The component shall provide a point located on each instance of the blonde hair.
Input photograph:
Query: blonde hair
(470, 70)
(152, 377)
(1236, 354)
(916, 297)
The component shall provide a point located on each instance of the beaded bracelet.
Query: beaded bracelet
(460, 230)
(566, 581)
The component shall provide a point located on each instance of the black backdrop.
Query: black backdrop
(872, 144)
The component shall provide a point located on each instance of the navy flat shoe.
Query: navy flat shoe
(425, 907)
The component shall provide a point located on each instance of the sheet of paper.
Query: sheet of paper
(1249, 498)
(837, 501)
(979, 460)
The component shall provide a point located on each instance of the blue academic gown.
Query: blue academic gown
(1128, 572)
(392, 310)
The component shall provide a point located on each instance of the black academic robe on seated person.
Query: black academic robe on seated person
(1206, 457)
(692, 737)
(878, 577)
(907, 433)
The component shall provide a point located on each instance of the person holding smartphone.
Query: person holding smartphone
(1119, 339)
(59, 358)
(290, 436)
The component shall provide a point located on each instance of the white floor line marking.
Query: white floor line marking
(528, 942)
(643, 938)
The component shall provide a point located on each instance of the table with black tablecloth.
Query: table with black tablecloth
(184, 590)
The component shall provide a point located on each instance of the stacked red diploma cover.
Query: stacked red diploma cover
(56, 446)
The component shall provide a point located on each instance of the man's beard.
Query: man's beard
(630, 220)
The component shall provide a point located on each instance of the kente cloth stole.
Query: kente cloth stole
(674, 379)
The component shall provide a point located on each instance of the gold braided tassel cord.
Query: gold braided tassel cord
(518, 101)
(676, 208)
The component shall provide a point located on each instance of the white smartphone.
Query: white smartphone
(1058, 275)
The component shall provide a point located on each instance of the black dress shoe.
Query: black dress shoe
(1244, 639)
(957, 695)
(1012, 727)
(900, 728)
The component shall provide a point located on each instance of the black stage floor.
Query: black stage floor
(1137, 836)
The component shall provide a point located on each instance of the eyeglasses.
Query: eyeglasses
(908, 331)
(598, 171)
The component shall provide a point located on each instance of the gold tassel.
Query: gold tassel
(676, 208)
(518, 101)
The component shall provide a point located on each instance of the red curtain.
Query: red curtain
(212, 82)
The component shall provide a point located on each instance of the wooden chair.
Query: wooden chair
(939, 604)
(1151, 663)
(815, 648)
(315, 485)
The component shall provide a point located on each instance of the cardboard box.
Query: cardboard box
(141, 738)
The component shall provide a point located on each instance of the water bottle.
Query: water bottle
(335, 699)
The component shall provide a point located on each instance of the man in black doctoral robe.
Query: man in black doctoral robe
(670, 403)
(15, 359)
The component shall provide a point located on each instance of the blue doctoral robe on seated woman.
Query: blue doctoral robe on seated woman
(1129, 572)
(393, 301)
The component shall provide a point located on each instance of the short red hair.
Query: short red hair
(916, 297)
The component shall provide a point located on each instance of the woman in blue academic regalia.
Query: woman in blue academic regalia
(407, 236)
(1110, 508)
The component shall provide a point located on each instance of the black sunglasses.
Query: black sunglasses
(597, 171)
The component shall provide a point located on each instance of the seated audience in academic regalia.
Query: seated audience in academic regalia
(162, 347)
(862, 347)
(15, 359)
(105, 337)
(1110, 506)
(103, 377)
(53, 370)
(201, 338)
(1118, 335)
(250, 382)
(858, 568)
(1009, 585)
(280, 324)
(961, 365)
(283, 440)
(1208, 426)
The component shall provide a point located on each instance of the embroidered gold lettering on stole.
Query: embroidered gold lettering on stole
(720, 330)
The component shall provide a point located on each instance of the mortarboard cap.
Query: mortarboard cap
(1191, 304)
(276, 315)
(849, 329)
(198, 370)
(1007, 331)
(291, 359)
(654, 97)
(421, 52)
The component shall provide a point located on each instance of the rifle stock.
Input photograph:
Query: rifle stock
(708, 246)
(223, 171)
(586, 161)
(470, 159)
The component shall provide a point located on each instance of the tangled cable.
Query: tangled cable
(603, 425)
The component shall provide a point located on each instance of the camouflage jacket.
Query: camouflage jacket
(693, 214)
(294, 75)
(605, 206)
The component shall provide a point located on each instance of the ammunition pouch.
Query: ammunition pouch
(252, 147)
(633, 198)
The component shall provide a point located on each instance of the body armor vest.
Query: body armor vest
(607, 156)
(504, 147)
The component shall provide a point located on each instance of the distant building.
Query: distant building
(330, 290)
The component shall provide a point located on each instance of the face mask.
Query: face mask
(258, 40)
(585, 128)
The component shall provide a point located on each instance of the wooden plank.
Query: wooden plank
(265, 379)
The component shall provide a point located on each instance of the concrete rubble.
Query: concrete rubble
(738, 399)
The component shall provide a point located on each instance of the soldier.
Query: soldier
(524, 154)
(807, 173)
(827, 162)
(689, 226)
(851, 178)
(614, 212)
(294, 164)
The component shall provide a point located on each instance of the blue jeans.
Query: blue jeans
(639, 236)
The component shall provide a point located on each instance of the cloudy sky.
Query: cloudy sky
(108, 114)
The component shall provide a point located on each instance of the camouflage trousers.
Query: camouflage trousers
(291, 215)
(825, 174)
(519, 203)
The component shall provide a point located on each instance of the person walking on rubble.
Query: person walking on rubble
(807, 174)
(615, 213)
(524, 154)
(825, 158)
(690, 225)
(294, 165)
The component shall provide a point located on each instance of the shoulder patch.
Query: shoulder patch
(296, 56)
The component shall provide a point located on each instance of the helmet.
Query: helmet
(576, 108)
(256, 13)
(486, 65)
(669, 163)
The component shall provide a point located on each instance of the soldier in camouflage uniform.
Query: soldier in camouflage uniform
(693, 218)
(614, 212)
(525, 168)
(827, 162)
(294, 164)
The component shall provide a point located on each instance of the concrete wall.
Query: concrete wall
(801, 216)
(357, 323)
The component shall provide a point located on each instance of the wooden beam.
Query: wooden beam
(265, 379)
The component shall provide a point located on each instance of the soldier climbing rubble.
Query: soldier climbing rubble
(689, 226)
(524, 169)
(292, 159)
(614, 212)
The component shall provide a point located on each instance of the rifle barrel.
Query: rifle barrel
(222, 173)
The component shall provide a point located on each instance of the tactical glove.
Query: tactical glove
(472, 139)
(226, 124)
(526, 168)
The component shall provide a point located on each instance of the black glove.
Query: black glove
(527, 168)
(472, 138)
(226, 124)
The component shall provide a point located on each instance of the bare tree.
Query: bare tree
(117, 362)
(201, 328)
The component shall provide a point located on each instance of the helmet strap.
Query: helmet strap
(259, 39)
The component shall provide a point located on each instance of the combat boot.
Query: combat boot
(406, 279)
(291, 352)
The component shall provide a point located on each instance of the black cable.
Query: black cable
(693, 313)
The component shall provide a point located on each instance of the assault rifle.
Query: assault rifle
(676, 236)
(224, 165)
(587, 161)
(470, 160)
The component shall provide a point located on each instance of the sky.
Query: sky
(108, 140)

++++++++

Requirement:
All of the data above should be transcribed exactly.

Response to the exercise:
The component shall provide a point located on each instance of the blonde hair.
Input photograph:
Query: blonde hair
(470, 70)
(152, 377)
(1236, 354)
(916, 297)
The component shall provide a point located on each instance of the beaded bracelet.
Query: beaded bracelet
(460, 230)
(566, 581)
The component shall provide a point located on each instance of the black backdrop.
Query: black backdrop
(872, 144)
The component shall provide a point located on each instance of the navy flat shoe.
Query: navy flat shoe
(425, 907)
The component shall provide a point located on each instance of the sheet of paper.
Query: sheet of paper
(1249, 498)
(837, 501)
(979, 460)
The component shall provide a point located on each instance of the blue academic gown.
Query: blue academic gown
(1128, 572)
(392, 310)
The component shall provide a point located on each instance of the black academic robe on seated person.
Query: black academic robe on seated person
(1206, 457)
(692, 737)
(878, 577)
(907, 433)
The component shall provide a point located on each instance of the person holding smartphone.
Query: person holding smartphone
(1119, 339)
(59, 358)
(290, 436)
The component shall provide a point located on each instance of the white floor line marking.
Query: white floor line marking
(528, 942)
(643, 938)
The component shall provide a point located on each instance of the table with black tablecloth.
Query: table with black tablecloth
(184, 590)
The component shall provide a point located on each instance of the stacked red diploma cover.
Query: stacked red diploma cover
(56, 446)
The component shall provide a point located on each instance of the man's beard.
Query: man's beard
(630, 220)
The component shall provide a point located on each instance of the kente cloth stole.
Query: kente cloth stole
(674, 379)
The component shall provide a point located on each instance of the gold braided tassel cord.
Query: gold braided tassel cord
(518, 101)
(676, 208)
The component shall provide a point located on each instance of the white smartphone.
Query: white smartphone
(1058, 275)
The component shall provide a point located on each instance of the black dress shoe.
Query: black dress shoe
(1244, 639)
(957, 695)
(1012, 727)
(900, 728)
The component shall provide a point located on each instance of the black stage floor.
Query: black stage floor
(1137, 836)
The component shall provide a point located on each instance of the eyeglasses.
Query: eyeglasses
(908, 331)
(598, 171)
The component shall provide a point located on each instance of the gold tassel.
Query: gold tassel
(676, 208)
(518, 101)
The component shall provide a point located on each instance of the red curtain.
Query: red curtain
(212, 82)
The component shall provide a point located on each instance of the wooden chair.
Query: wooden chair
(939, 604)
(1151, 663)
(815, 648)
(315, 485)
The component shall provide a point located on each instance of the cardboard box.
Query: cardboard box
(141, 738)
The component shall provide a point located on each instance of the water bottle.
Query: water bottle
(335, 699)
The component shall provide a point located on each instance of the man in black doctoral robe.
Query: man in black doctoral robe
(670, 403)
(15, 359)
The component shall provide a point located on each instance of the blue doctoral robe on seated woman.
Query: blue doctoral robe on seated woman
(1129, 572)
(393, 301)
The component shall provide a point located on each instance of the short red hair.
Query: short red hair
(916, 297)
The component shall provide a point located on each instance of the woman in blue academic regalia.
Query: woman in blue academic regalia
(407, 236)
(1110, 508)
The component shall provide a point located on each instance of the black sunglasses.
Query: black sunglasses
(597, 171)
The component shall provide a point located on each instance of the seated audience in academic regalia.
Query: seated audience in academic regalia
(162, 347)
(862, 347)
(15, 359)
(105, 337)
(1110, 506)
(103, 377)
(53, 370)
(201, 338)
(1118, 335)
(250, 382)
(858, 568)
(1009, 585)
(280, 324)
(961, 365)
(283, 440)
(1208, 426)
The component shall provide a point located on each instance of the embroidered gold lettering on stole.
Query: embroidered gold lettering on stole
(720, 330)
The component shall provide a point located on each instance of the mortarboard cap.
Query: mortarboard cap
(1191, 304)
(276, 315)
(849, 329)
(198, 370)
(1007, 331)
(291, 359)
(654, 97)
(421, 52)
The component shall provide a point located on each instance of the rifle stock.
Input photograph:
Query: rifle stock
(708, 246)
(223, 171)
(586, 161)
(470, 159)
The component shall provide a point located on each instance of the tangled cable.
Query: tangled cable
(603, 425)
The component shall provide a point located on each instance of the camouflage jacket.
Query: camouflage jacket
(693, 214)
(294, 75)
(605, 206)
The component shall provide a point located on each instance of the ammunition pouch.
Query: ammunition pouch
(252, 147)
(633, 198)
The component shall provide a point located on each instance of the body armor vest.
Query: body armor vest
(607, 156)
(504, 147)
The component shall provide a point located on each instance of the distant building.
Query: distant building
(330, 290)
The component shall provide a point located on each instance of the face mask.
Query: face mask
(258, 40)
(585, 128)
The component shall provide a point located on each instance of the wooden plank.
Query: wooden plank
(265, 379)
The component shall provide a point located on each instance of the concrete rubble.
Query: concrete rubble
(738, 399)
The component shall provide a point located on each instance of the soldier.
Query: soldier
(524, 154)
(807, 173)
(827, 162)
(689, 226)
(851, 178)
(614, 212)
(294, 164)
The component shall provide a point located on each instance of the blue jeans.
Query: blue jeans
(639, 236)
The component shall provide a point located on each instance of the cloudy sky.
Query: cloudy sky
(108, 114)
The component shall provide a point located on each instance of the camouflage trousers.
Query: camouflage trousers
(291, 215)
(825, 174)
(519, 203)
The component shall provide a point located on each instance of the person walking on rubble.
Query: person walking on rubble
(807, 174)
(615, 213)
(524, 154)
(825, 158)
(690, 225)
(294, 165)
The component shall provide a point located on each instance of the shoulder patch.
Query: shoulder patch
(296, 56)
The component shall provide a point located on each instance of the helmet.
Query: helmet
(576, 108)
(256, 13)
(486, 65)
(669, 163)
The component shall provide a point located on each instance of the soldier in camouflage uniform.
Query: soldier in camouflage uniform
(693, 218)
(614, 212)
(525, 168)
(827, 162)
(294, 164)
The component shall provide a point located on each instance of the concrete wall.
Query: concrete wall
(801, 216)
(357, 323)
The component shall provide a point located on each instance of the wooden beam.
Query: wooden beam
(265, 379)
The component shall provide a point located on each instance of the soldier climbing rubble.
Query: soldier climbing rubble
(689, 226)
(524, 169)
(292, 159)
(614, 212)
The component shall provide a point located on each instance of the rifle barrel.
Query: rifle barrel
(222, 173)
The component shall provide a point located on each instance of the tactical glove.
Query: tactical glove
(472, 139)
(226, 124)
(526, 168)
The component shall provide a point located on each instance of the black glove.
Query: black glove
(527, 168)
(472, 138)
(226, 124)
The component shall provide a point located on each instance of the bare tree.
Query: bare tree
(117, 362)
(201, 328)
The component shall provide a point located on each instance of the helmet strap.
Query: helmet strap
(259, 39)
The component shall provide a point located on each instance of the combat boot.
Query: combat boot
(406, 279)
(291, 352)
The component shall provide a point located on each instance of the black cable.
Query: black cable
(693, 313)
The component shall provide a point located on each instance of the assault rifle.
Query: assault rifle
(676, 236)
(224, 165)
(587, 161)
(470, 160)
The component shall provide a point located on each instance of the sky.
Query: sky
(108, 140)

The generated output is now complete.